▶ **Objective**: Beginning with the line that contains "task: segment the pink bird", extract each line through the end of the listing below, with no additions or omissions.

▶ **Provided records**:
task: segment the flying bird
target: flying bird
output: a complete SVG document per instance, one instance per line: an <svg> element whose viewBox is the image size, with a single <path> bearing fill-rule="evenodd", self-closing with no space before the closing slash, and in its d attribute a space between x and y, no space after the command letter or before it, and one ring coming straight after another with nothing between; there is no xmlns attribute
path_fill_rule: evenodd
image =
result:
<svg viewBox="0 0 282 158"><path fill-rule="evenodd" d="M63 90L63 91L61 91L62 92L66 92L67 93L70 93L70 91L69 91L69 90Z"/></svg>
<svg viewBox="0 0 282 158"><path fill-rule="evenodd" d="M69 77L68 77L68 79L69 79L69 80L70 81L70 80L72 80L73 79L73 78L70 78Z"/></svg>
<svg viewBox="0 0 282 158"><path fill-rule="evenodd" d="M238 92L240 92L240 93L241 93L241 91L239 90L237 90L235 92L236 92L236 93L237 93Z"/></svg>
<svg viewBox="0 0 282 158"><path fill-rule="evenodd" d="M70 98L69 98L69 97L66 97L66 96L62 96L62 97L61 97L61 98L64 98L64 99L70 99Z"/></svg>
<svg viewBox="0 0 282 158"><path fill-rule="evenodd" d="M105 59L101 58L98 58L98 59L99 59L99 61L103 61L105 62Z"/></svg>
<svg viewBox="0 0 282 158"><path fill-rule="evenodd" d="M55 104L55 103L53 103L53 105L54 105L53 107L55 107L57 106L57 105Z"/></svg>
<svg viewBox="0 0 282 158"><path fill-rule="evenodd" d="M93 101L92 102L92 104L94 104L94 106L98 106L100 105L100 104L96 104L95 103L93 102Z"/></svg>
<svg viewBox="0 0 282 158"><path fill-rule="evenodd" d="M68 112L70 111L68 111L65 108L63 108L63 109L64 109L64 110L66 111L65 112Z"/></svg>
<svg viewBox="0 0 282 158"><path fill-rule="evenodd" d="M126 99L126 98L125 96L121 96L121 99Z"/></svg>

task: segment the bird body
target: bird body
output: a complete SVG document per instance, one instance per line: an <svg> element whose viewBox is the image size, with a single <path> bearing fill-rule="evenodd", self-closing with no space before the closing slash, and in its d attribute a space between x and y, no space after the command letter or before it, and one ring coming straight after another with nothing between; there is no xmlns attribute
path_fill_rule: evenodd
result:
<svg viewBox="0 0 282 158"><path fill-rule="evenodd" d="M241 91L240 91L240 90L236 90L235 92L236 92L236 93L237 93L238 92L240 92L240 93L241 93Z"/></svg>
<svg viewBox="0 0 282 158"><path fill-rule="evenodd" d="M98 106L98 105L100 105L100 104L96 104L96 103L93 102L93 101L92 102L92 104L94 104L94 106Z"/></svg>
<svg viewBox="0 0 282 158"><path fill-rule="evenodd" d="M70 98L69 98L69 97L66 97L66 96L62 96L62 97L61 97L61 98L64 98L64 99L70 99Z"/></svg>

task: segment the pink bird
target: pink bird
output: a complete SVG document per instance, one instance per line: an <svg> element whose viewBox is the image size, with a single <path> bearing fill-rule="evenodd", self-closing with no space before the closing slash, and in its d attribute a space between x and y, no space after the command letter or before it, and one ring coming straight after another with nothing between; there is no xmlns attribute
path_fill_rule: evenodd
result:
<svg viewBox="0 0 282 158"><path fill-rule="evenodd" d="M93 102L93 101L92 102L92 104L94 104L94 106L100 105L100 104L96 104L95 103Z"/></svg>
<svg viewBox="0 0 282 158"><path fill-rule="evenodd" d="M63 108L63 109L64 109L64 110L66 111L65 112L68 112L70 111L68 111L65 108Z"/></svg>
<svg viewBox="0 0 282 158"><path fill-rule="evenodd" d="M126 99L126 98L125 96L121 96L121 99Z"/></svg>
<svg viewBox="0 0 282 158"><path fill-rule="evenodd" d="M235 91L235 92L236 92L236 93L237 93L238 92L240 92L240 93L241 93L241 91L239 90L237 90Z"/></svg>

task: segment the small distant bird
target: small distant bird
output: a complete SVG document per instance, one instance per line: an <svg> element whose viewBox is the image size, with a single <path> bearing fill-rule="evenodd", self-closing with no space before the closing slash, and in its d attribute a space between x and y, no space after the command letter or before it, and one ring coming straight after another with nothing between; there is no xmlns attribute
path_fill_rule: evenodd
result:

▶ **Correct result**:
task: segment the pink bird
target: pink bird
output: a complete SVG document per instance, one instance per line: an <svg> element whose viewBox is the image size, with a single <path> bearing fill-rule="evenodd", self-closing with no space before the closing slash, and in its d attribute a space between x and y, no space after the command letter or before it, and one ring coming straight after another with nothing between; there is no xmlns attribute
path_fill_rule: evenodd
result:
<svg viewBox="0 0 282 158"><path fill-rule="evenodd" d="M93 102L93 101L92 102L92 104L94 104L94 106L100 105L100 104L96 104L95 103Z"/></svg>
<svg viewBox="0 0 282 158"><path fill-rule="evenodd" d="M63 108L63 109L64 109L64 110L66 111L65 112L68 112L70 111L68 111L65 108Z"/></svg>
<svg viewBox="0 0 282 158"><path fill-rule="evenodd" d="M126 99L126 98L125 96L121 96L121 99Z"/></svg>
<svg viewBox="0 0 282 158"><path fill-rule="evenodd" d="M235 91L235 92L236 92L236 93L237 93L238 92L240 92L240 93L241 93L241 91L239 90L237 90Z"/></svg>

task: segment the small distant bird
target: small distant bird
output: a complete SVG document per instance, one instance per line: an <svg> element whose viewBox is the image size, with a single <path> bearing fill-rule="evenodd", self-closing with no space before the closing slash, and in its d attribute a space between x and y, no space after the command letter or before it, and one ring coming straight after another with nothing between; there is no xmlns attribute
path_fill_rule: evenodd
result:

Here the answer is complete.